_DIRECTIONS:_
Repeat the data below word for word.

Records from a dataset

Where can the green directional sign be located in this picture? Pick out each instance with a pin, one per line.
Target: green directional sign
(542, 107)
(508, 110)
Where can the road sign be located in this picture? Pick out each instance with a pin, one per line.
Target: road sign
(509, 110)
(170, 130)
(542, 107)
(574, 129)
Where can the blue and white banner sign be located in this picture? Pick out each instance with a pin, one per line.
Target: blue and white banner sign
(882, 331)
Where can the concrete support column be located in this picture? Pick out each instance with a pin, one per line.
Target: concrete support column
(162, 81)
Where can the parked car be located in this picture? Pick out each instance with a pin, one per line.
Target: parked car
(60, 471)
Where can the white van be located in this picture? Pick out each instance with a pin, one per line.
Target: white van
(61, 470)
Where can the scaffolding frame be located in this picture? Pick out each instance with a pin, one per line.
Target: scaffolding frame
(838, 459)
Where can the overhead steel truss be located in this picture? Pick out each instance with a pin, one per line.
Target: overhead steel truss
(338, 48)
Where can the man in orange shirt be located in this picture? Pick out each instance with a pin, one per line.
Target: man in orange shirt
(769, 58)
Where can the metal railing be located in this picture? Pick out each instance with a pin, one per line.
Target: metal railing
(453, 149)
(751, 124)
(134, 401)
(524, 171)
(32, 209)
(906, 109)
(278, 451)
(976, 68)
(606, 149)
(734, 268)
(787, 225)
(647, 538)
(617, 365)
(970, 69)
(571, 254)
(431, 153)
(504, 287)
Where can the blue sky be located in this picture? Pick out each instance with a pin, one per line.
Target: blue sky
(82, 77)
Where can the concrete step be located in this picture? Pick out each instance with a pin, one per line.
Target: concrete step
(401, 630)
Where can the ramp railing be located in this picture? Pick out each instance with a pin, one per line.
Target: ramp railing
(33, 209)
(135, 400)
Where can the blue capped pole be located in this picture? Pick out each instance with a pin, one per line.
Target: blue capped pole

_OUTPUT FOR THIS EXERCISE:_
Where can the green directional sign be located in this picture? Pick out each instance with a pin, one per line.
Target: green directional sign
(542, 107)
(508, 110)
Where can the road sign be located in this picture? Pick out each instance with a pin, one per line.
Target: road sign
(509, 110)
(170, 130)
(542, 107)
(574, 129)
Where can the blue and white banner sign be located in this picture? Pick out each instance with a pin, one per line.
Target: blue and white banner sign
(882, 331)
Where can the concrete support column be located in this picture? Pick out each instance with a pin, one per line.
Target: concrete support column
(162, 81)
Where can the parked car be located in this picture? Pick out each instance with a pin, one per line.
Target: parked car
(60, 471)
Where can the white van be located in this picture? Pick out each instance with a pin, one per line.
Target: white van
(61, 470)
Where can the scaffolding frame be located in this picture? Pick out each instance with a pin, one per line.
Target: scaffolding frame
(838, 459)
Where can the overhead steel truss be located in this picture? Pick out each instance with a pin, one per line.
Target: overhead steel truss
(338, 48)
Where can the man in orange shirt be located in this picture? Pick out each instance with a pin, one per line.
Target: man in orange shirt
(769, 58)
Where can the metal railing be located in this picture? Pick out each instance with a pin, one per line.
Target: metal railing
(453, 149)
(751, 124)
(134, 401)
(524, 171)
(32, 209)
(906, 109)
(278, 451)
(976, 68)
(606, 149)
(734, 268)
(787, 225)
(647, 538)
(617, 365)
(970, 69)
(571, 254)
(431, 153)
(504, 287)
Where can the blue sky be located in this picture? Pick out each instance with a pin, one per line.
Target: blue sky
(82, 77)
Where can the concrete step be located in this picture? Pick out each instance with a pin, one per line.
Target: concrete step
(401, 630)
Where can the ramp railing be located in this picture? Pick out each instance with a pin, one per line.
Target: ramp railing
(33, 209)
(135, 400)
Where can the blue capped pole be located in this picture? Pick out each instance with a pin, one per line.
Target: blue capped pole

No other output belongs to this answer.